**The request:**
Output every line of the material exactly, omitting images.

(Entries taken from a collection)
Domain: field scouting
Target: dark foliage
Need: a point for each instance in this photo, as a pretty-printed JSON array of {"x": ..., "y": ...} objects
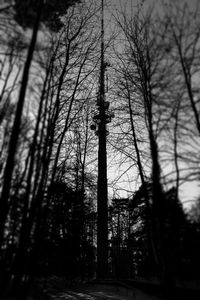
[{"x": 52, "y": 11}]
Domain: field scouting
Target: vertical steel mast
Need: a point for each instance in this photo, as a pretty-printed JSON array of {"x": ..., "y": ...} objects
[{"x": 101, "y": 118}]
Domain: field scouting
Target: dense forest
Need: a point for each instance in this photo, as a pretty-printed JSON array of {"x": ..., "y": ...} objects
[{"x": 49, "y": 80}]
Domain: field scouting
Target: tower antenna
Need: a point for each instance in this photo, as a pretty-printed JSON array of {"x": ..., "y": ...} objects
[{"x": 101, "y": 118}]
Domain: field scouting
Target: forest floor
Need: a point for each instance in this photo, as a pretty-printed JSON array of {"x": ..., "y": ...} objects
[
  {"x": 61, "y": 288},
  {"x": 58, "y": 289}
]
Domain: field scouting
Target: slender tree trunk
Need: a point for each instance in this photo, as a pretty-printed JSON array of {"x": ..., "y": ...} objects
[{"x": 4, "y": 204}]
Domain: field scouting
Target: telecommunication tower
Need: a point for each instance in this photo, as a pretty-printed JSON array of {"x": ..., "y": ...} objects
[{"x": 101, "y": 118}]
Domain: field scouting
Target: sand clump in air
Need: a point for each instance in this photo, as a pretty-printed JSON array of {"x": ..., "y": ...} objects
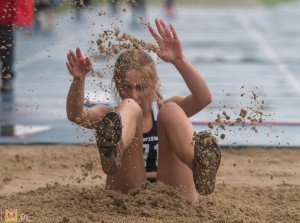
[{"x": 65, "y": 183}]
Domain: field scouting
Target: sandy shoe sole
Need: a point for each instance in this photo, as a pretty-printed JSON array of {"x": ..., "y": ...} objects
[
  {"x": 109, "y": 142},
  {"x": 207, "y": 159}
]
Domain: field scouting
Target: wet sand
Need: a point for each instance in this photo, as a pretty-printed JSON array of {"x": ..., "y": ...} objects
[{"x": 64, "y": 183}]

**Answer to the problem:**
Domain: field scouting
Target: dark foliage
Need: a point for each instance in this photo, as a pretty-printed JSON array of {"x": ..., "y": ...} objects
[{"x": 52, "y": 11}]
Domain: field scouting
Target: vertical steel mast
Need: a point for each instance in this photo, as a pretty-printed JSON array of {"x": ..., "y": ...} objects
[{"x": 101, "y": 118}]
Domain: field scouting
Target: dense forest
Need: a point for each instance in this photo, as a pretty-printed JSON array of {"x": ..., "y": ...} objects
[{"x": 49, "y": 80}]
Domain: field scouting
Target: tower antenna
Need: a point for each instance in this photo, as a pretty-printed JSON array of {"x": ..., "y": ...} objects
[{"x": 101, "y": 118}]
Domain: field scouting
Target: forest floor
Need: a point for each instance in this photo, as a pretty-printed JSON array of {"x": ..., "y": ...} objects
[
  {"x": 61, "y": 288},
  {"x": 58, "y": 289}
]
Domain: field scouting
Target: slender tree trunk
Need: a point for each instance in this photo, as a pretty-printed JSON array of {"x": ..., "y": ...} objects
[{"x": 4, "y": 204}]
Domain: field scouting
Target: telecommunication tower
Need: a point for each instance in this photo, as a pretty-printed JSON array of {"x": ..., "y": ...} objects
[{"x": 101, "y": 118}]
Domain: field scouting
Target: sand clump in air
Need: a point for each instance in this photo, as a pretty-printed JSON array of {"x": ..., "y": ...} objects
[{"x": 65, "y": 183}]
Domain: field scouting
Target: sandy shoe sole
Need: a point for each instance in this photo, as a pretty-printed JSON array of {"x": ..., "y": ...} objects
[
  {"x": 109, "y": 142},
  {"x": 207, "y": 159}
]
Domain: field scouting
Target: wet sand
Need: a point for each instance in this photo, as a pretty-printed JSON array of {"x": ..., "y": ...} objects
[{"x": 64, "y": 183}]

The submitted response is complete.